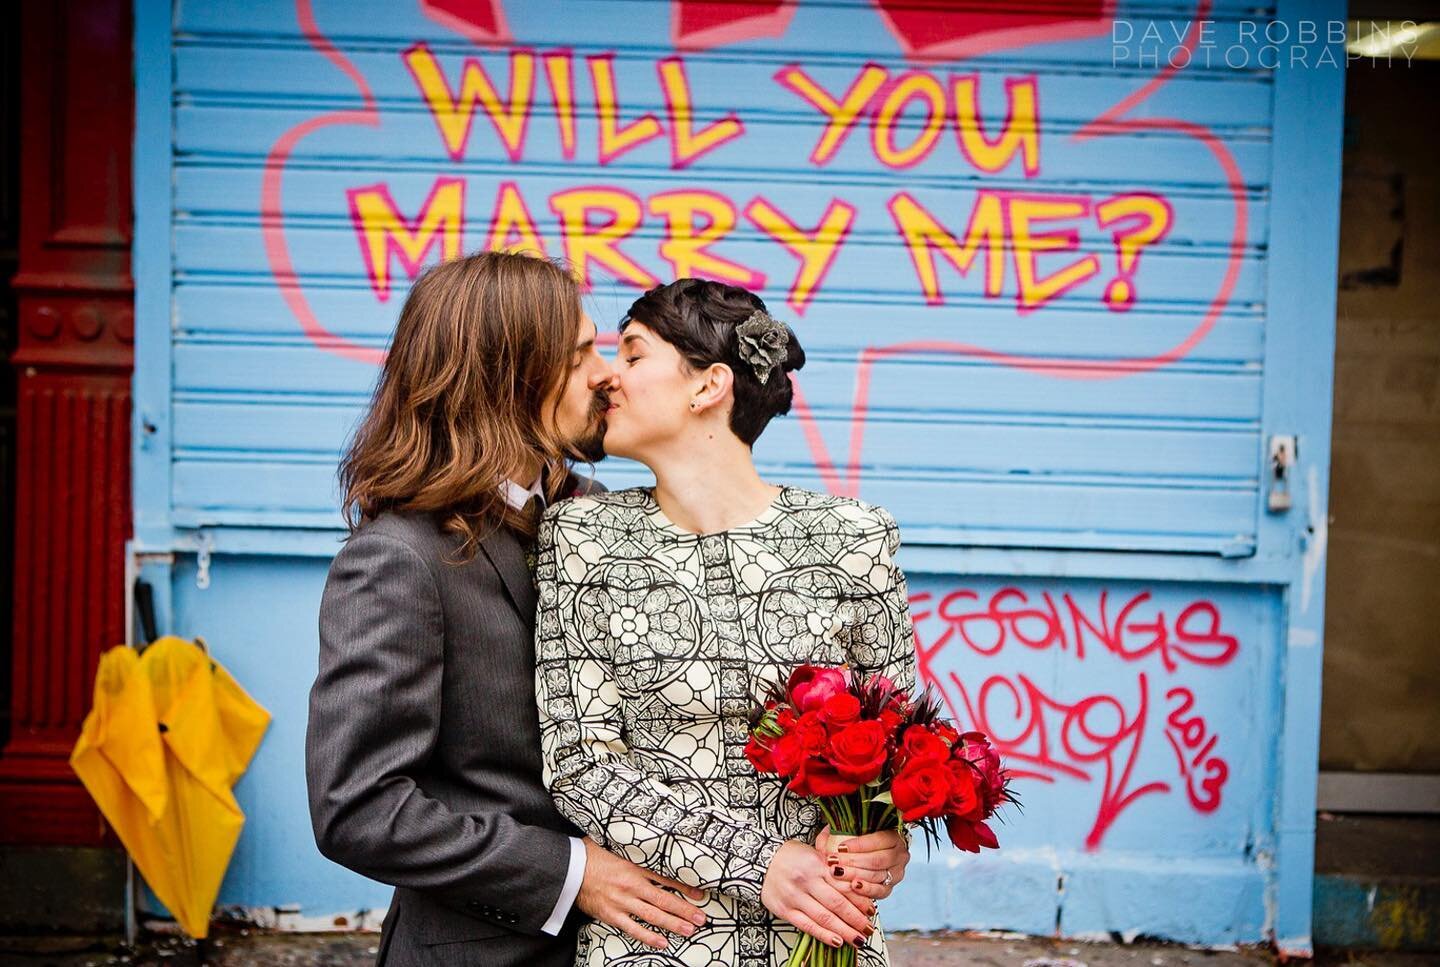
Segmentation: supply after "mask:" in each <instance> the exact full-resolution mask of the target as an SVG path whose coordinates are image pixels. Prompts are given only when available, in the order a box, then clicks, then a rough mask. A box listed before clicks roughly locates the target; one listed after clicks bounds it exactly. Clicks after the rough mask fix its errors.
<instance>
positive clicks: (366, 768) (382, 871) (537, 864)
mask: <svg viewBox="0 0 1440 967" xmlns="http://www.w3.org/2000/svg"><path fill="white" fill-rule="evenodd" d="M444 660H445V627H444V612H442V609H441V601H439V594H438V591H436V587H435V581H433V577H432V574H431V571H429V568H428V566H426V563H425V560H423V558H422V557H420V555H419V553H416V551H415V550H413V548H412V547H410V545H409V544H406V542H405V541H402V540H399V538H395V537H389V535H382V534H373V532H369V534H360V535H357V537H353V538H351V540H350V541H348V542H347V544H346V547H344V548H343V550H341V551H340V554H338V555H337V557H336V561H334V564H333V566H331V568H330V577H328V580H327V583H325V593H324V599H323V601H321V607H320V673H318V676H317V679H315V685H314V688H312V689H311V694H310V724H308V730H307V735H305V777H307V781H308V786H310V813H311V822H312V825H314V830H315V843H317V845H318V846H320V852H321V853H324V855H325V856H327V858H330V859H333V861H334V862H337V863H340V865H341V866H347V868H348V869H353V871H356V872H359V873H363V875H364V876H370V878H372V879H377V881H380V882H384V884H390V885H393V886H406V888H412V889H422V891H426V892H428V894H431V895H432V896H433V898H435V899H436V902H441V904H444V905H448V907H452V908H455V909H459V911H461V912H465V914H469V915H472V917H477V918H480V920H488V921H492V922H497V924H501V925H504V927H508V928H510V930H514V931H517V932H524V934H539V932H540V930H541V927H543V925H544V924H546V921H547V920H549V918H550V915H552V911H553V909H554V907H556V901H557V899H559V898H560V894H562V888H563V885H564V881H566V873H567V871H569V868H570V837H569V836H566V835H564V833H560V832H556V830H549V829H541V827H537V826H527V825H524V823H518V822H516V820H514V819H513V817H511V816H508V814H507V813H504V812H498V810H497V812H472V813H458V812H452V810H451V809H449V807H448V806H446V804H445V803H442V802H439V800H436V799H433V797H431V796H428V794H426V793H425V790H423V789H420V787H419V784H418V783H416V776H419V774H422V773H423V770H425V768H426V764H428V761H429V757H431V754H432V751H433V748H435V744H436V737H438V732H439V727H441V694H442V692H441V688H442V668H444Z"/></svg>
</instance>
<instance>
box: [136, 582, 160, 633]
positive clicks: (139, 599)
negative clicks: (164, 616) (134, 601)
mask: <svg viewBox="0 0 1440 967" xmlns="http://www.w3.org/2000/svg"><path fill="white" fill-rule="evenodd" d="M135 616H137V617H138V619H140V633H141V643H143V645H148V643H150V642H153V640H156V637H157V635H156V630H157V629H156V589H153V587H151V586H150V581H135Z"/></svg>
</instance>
- - -
[WHAT THE TASK REQUIRES]:
Copy the entries from their start through the line containing "positive clicks: (366, 768)", replacing "SVG path" with "vector path" and changing nothing else. Leave the pictures out of your answer.

[RESPONSE]:
Segmentation: supply after "mask:" in each <instance> the exact full-resolution mask of the target as an vector path whose coordinates are image pixels. Prompts are given only when available, in the order a box, then clicks, then a rough mask. A box listed before clicks roughly locates the target; one listed after clicks bounds it exactly. Clicks after the rough mask fix its errors.
<instance>
positive clicks: (366, 768) (382, 871) (537, 864)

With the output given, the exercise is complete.